Dataset records about object locations:
--

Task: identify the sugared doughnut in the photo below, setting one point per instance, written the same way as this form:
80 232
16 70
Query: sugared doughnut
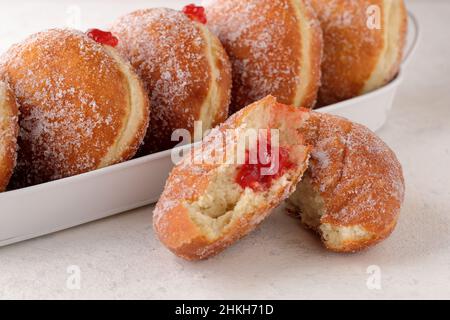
353 189
9 129
183 66
82 106
208 205
363 45
275 47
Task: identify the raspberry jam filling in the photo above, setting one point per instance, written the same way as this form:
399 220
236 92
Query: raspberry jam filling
103 37
260 175
195 13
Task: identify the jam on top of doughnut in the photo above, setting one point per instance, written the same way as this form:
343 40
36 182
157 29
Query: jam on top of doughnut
252 175
103 37
196 13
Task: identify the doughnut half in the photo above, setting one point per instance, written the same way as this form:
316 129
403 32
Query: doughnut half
185 70
203 208
363 45
82 106
275 47
353 189
9 129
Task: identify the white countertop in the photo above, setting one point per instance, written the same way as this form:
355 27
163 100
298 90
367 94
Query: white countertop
120 257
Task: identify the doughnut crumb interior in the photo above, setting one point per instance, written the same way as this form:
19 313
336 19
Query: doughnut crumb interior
205 207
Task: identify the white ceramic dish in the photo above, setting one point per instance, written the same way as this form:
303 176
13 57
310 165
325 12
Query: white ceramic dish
54 206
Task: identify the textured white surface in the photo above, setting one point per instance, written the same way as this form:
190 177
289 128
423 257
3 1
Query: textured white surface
120 257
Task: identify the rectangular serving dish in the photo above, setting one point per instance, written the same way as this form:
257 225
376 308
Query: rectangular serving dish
65 203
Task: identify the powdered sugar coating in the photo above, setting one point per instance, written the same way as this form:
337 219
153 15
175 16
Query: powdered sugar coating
9 129
73 100
170 53
264 41
356 173
352 49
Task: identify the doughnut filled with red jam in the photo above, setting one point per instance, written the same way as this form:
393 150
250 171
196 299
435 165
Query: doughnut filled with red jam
268 167
195 13
103 37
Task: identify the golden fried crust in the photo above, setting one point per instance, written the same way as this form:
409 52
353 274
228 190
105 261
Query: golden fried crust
275 48
357 175
78 106
357 58
9 129
188 182
184 67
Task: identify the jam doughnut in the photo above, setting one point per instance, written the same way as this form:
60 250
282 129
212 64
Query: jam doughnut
9 129
353 189
184 67
82 106
275 47
363 45
208 205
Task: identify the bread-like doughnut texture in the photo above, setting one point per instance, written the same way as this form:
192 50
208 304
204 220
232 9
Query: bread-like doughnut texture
9 129
353 189
185 70
203 209
82 106
358 56
275 47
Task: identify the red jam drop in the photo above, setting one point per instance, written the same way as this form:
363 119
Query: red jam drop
195 13
103 37
251 175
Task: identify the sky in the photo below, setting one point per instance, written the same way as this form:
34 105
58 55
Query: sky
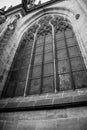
8 3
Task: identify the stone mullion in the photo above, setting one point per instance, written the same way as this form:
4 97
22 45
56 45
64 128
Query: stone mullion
69 62
54 60
26 90
42 66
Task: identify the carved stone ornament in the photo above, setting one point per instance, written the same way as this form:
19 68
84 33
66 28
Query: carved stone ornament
45 27
29 35
2 15
60 23
27 4
44 30
12 24
45 20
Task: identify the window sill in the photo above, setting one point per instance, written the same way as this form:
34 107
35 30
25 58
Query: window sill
45 101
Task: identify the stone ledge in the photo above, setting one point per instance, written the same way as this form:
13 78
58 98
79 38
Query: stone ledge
63 99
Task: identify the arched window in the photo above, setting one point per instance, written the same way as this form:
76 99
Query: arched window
48 60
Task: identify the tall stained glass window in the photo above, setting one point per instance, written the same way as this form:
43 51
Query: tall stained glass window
48 60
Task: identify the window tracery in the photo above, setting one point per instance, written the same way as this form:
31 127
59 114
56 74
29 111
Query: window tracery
56 58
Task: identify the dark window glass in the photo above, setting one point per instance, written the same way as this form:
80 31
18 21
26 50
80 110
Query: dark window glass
35 86
64 82
52 63
47 84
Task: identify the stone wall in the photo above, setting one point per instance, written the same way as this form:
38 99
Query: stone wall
73 118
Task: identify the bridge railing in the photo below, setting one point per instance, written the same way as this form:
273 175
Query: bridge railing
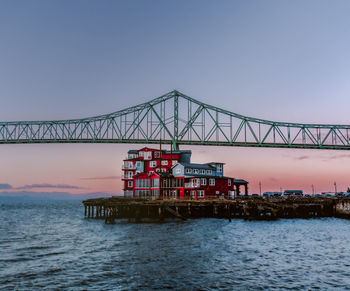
178 119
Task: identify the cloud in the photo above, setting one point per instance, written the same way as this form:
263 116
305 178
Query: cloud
45 185
53 195
102 178
5 186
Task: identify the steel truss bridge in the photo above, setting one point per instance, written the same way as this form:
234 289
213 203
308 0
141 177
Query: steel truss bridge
177 119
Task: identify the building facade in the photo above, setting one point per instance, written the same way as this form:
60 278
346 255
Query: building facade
162 174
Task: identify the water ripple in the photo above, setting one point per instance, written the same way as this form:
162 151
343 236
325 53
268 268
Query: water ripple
48 245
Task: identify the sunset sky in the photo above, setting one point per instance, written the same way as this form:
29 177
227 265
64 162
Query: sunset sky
276 60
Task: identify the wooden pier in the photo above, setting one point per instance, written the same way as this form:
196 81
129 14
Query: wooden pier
110 209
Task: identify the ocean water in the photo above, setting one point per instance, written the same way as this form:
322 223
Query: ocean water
48 245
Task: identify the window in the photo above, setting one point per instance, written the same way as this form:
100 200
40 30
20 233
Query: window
147 155
196 182
155 183
193 194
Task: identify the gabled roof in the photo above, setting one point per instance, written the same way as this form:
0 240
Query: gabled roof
177 152
198 166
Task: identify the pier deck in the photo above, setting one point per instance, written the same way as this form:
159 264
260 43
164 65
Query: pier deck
114 208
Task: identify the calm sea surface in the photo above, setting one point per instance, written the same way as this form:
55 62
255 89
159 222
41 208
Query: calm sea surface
49 245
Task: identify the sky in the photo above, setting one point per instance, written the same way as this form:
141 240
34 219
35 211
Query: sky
275 60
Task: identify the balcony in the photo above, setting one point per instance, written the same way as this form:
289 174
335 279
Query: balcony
129 167
191 185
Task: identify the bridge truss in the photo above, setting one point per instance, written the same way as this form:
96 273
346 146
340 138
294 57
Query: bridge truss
178 119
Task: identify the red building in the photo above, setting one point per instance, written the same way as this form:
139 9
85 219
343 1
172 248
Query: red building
153 173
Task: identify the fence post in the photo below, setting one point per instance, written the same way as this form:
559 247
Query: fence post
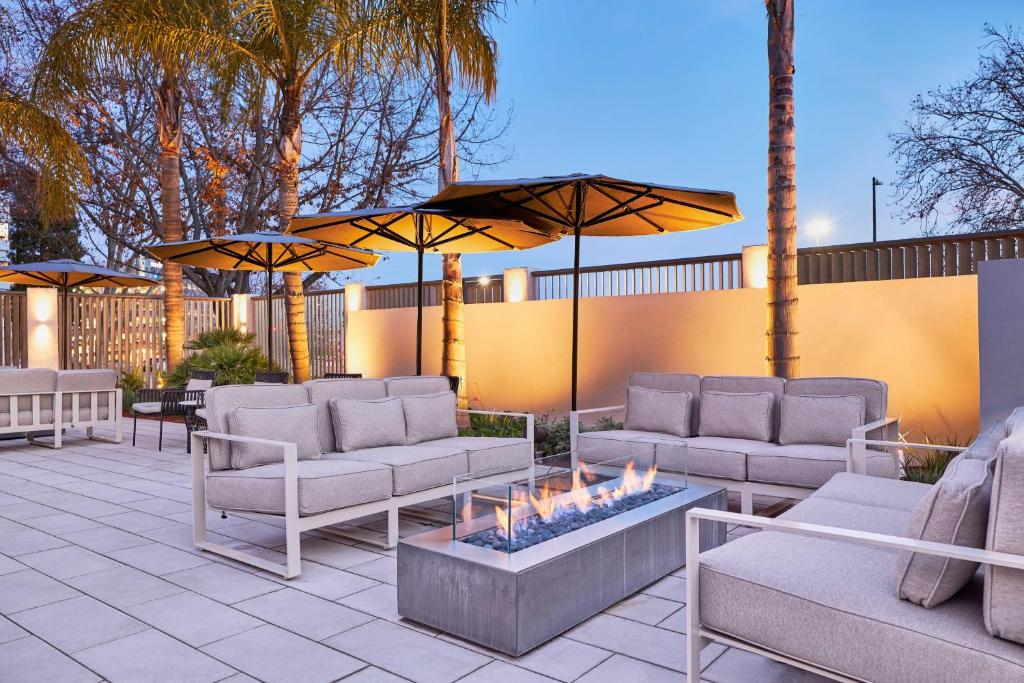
44 327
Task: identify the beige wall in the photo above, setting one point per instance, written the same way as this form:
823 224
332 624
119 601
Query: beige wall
921 336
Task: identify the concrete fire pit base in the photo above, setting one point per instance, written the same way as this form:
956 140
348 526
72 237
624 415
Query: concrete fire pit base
514 602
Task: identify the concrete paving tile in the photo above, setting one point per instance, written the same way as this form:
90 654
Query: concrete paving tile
151 655
68 561
194 619
156 558
222 583
272 654
32 660
303 613
410 653
77 624
123 587
562 659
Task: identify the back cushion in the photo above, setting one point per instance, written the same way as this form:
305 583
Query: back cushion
876 393
749 384
736 415
417 386
429 417
1004 600
296 423
221 400
322 391
823 420
368 424
954 511
653 411
673 382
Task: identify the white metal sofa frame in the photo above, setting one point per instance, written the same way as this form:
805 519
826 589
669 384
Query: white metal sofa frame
888 427
698 637
36 425
296 524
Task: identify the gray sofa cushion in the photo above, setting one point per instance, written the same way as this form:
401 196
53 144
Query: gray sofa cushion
368 424
807 466
835 604
322 391
1004 607
489 454
603 446
955 511
221 400
745 416
822 420
876 393
415 386
673 382
656 411
429 417
294 423
873 492
324 485
413 467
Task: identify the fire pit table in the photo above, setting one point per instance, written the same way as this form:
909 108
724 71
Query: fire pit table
525 561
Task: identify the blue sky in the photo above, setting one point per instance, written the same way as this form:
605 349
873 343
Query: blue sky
675 91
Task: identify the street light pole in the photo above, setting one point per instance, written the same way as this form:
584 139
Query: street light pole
875 211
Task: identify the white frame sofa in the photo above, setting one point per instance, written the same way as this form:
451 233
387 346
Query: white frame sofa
88 398
747 466
340 485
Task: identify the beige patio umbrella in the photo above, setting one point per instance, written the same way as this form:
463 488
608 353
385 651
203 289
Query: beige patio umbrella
414 228
590 205
266 251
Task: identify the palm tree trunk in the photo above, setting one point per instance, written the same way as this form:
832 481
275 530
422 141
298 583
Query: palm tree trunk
453 304
289 154
782 357
169 131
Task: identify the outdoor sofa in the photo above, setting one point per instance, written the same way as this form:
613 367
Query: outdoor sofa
878 580
331 451
88 398
754 435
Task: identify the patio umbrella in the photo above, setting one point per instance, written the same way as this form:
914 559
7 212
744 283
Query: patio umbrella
266 251
415 228
65 273
590 205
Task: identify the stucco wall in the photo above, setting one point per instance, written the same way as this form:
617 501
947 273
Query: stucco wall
921 336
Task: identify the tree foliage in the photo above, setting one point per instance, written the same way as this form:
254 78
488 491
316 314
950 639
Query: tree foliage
961 154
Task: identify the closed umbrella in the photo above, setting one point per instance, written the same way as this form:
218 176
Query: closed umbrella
65 273
414 228
590 205
266 251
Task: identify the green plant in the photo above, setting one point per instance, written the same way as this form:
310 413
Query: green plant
927 466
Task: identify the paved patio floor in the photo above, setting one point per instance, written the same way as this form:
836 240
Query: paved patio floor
98 581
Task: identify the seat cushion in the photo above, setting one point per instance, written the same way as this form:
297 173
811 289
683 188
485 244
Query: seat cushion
807 466
835 604
873 492
324 485
414 467
605 445
489 454
954 511
656 411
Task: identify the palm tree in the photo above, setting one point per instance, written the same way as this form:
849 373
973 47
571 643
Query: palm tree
437 33
782 358
108 35
61 168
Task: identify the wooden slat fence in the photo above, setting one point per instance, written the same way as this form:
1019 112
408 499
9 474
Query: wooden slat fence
13 331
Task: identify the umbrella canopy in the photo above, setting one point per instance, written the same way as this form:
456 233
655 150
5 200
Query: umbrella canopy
590 205
267 251
415 228
65 273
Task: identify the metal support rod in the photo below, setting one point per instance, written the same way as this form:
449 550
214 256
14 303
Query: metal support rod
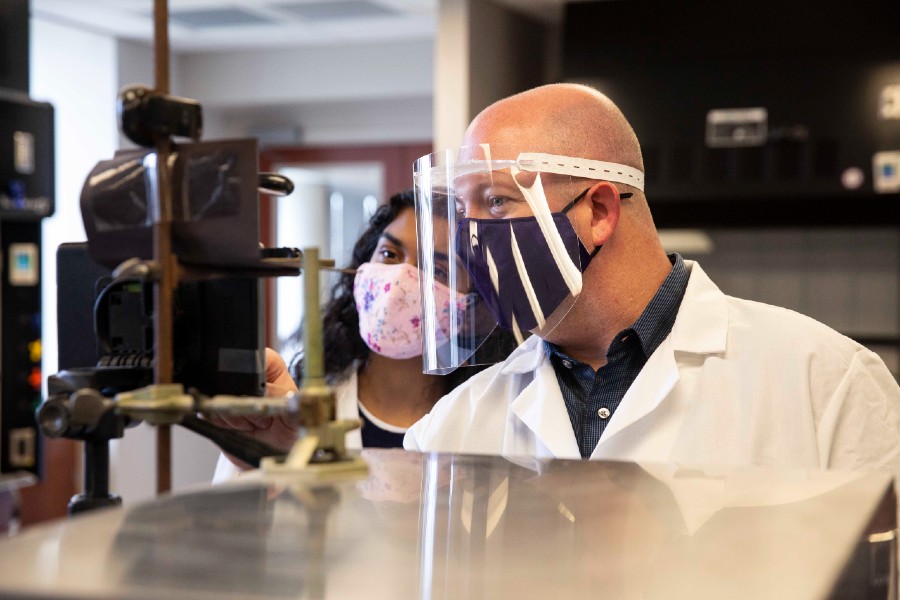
313 357
314 386
162 253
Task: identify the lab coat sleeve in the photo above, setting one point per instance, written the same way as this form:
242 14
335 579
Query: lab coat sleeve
411 441
860 428
225 470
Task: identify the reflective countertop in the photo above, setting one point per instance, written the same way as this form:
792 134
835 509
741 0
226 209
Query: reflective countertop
441 526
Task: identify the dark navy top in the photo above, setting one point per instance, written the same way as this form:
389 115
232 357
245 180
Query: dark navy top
592 397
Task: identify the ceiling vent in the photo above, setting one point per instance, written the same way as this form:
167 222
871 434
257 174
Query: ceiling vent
214 18
337 10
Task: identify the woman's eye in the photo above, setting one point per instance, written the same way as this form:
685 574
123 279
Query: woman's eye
388 255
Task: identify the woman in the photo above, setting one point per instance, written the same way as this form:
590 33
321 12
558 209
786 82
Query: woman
373 344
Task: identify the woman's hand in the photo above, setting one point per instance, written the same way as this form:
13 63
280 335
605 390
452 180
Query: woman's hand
277 430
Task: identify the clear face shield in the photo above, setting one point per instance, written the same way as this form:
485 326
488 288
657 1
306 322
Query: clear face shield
496 261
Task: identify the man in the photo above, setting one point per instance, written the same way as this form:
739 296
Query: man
636 355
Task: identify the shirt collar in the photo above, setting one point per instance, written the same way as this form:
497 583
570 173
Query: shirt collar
655 323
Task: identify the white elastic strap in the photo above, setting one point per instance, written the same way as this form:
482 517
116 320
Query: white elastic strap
526 280
581 167
535 198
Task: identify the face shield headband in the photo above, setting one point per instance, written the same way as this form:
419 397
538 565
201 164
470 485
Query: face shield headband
517 269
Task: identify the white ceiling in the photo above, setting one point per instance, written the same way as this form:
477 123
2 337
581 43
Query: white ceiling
212 25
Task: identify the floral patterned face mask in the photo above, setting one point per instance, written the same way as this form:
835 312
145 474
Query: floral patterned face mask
390 314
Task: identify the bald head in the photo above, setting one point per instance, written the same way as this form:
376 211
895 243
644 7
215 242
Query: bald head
566 119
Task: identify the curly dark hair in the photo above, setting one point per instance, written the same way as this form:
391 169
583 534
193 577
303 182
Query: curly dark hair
340 321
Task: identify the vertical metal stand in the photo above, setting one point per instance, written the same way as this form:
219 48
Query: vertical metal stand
162 254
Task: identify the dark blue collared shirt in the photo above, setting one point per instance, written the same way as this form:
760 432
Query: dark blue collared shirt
592 397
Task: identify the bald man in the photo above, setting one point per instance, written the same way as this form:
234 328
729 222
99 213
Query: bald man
636 355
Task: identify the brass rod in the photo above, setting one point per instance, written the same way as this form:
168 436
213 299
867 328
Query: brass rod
162 254
313 356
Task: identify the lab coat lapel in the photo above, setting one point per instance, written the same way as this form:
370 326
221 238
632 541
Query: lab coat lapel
541 408
701 327
652 385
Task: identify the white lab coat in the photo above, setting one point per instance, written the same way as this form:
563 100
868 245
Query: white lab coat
735 383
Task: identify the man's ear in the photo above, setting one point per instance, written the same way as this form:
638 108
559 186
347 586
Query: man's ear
603 199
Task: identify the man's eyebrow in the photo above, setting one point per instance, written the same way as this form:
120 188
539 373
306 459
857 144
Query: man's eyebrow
392 239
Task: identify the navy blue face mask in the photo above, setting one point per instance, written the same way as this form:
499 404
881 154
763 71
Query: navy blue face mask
507 298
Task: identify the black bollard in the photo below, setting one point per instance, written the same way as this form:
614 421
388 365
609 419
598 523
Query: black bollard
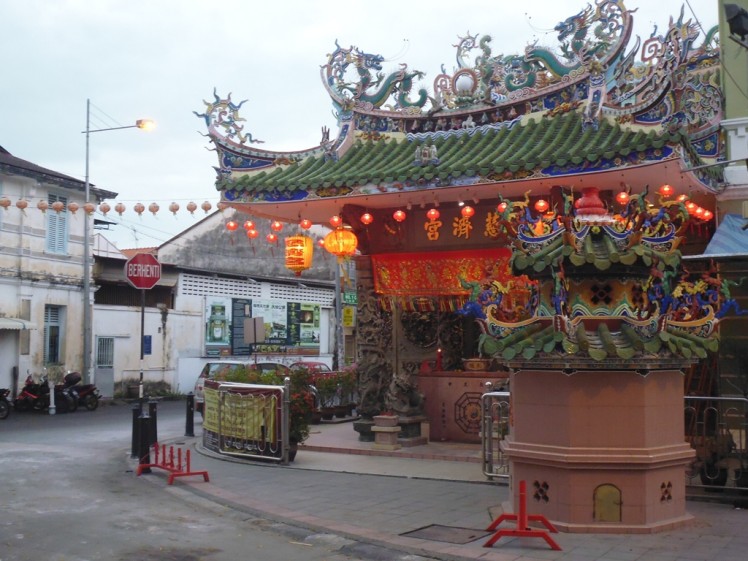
144 443
152 411
135 415
189 425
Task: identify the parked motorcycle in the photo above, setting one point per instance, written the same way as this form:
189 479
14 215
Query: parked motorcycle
84 394
4 403
30 396
36 396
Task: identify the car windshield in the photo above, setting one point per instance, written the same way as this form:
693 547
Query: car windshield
311 366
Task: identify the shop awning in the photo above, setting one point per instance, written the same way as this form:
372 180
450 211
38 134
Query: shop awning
16 324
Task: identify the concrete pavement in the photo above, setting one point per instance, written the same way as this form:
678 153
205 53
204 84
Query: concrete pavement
338 485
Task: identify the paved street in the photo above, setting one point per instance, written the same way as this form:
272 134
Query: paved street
69 492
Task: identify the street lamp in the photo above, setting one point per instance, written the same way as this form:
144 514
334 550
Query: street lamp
145 124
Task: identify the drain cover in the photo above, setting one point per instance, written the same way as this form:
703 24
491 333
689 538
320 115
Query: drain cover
449 534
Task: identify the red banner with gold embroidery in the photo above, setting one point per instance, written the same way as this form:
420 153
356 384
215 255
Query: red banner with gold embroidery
439 273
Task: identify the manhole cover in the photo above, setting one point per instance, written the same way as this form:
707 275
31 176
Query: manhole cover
449 534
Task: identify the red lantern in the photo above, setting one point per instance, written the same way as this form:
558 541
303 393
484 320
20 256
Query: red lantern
541 205
298 253
336 221
667 190
341 242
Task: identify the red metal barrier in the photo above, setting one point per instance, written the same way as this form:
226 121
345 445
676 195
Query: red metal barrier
167 462
522 530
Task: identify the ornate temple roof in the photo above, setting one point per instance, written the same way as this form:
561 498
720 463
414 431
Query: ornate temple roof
479 155
583 111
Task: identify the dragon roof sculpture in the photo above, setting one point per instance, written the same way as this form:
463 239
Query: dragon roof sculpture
661 96
608 287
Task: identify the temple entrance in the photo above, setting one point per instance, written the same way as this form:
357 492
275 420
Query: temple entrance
607 501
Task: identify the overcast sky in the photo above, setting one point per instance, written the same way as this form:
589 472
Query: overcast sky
160 59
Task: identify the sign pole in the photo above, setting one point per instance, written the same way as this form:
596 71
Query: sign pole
142 350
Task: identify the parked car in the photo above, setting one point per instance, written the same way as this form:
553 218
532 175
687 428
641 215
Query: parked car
212 368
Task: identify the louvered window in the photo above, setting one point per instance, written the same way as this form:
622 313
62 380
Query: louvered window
57 227
105 352
52 334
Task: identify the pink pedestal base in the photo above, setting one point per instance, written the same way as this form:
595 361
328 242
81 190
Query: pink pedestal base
601 451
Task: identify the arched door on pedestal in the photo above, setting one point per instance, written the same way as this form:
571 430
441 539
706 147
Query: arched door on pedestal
607 501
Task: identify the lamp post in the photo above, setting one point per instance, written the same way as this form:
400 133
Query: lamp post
145 124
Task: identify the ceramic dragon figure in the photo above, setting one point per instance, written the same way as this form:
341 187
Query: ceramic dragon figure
372 88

--

• [Short task]
Only the lines from the one containing "Task: identify the temple" to the end of the records should be repeated, exactly as they appear.

• [Result of the exercise]
Task: identify the temple entrance in the photo above, setting one point per instance, written the same way as this form:
357 492
275 420
Query: temple entrance
607 501
Task: identify the overcast sky in the photo above, setting one point per instance, written the same way as this form:
589 472
Query: overcast sky
160 59
Task: identify the sign pole in the photo above, setting one point per instance, written the same way as this form:
596 71
Query: sign pole
142 350
Task: identify the parked car in the photo above, setting one point per instance, written the same way as this form:
553 218
532 175
687 428
641 215
Query: parked car
212 368
Task: identify the louvered window in the photo above, setting one point per instance, written the same way as this form:
622 313
62 380
Query: louvered window
57 227
105 352
52 334
Task: identify the pink pedestal base in the photo above, setting one point per instance, written the same way as this form:
595 361
328 242
81 190
Query: pink pedestal base
601 451
Task: identify the arched door on pedestal in the photo above, setting one point per instance, written the same way as this form:
571 430
441 539
706 147
Query: arched door on pedestal
607 501
Task: identify the lamp post in the photo above, setting one point per instance, written the same way as this form:
400 133
Query: lamp post
145 124
Task: identify the ceramic dragon figure in the photo above, setting one point per instance, written the same way as this form:
341 187
Query: ceramic dragon figure
372 88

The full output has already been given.